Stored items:
┌──

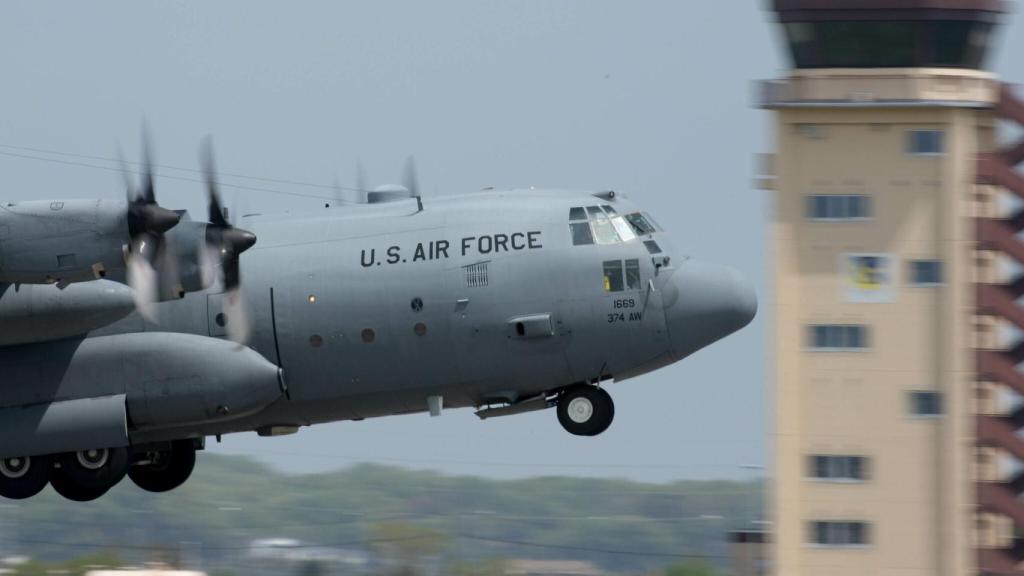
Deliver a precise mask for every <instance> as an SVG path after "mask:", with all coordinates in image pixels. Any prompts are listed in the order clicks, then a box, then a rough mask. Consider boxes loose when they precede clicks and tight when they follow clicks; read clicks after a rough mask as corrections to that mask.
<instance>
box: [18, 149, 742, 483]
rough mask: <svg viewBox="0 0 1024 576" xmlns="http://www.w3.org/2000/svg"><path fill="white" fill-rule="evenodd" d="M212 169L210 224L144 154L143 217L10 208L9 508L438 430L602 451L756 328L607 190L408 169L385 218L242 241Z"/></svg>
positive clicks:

└──

• _Task_
Please retype every item above word for word, leaving out the pictures.

• _Finished exercise_
Deliver a precise mask for every <instance> as an SVG path after "mask:", with all coordinates in image pixels. Any prompts are listed in the order clicks, then a box, then a rough mask. Consider boxes loose when they precede clicks and tight when they follow clicks; read clicks after a rough mask as corrections to that mask.
<instance>
box: [18, 149, 742, 483]
rough mask: <svg viewBox="0 0 1024 576" xmlns="http://www.w3.org/2000/svg"><path fill="white" fill-rule="evenodd" d="M212 169L210 224L144 154L143 217L10 208L9 508L438 430L602 451L756 328L607 190L408 169L385 218L242 241Z"/></svg>
positive clicks:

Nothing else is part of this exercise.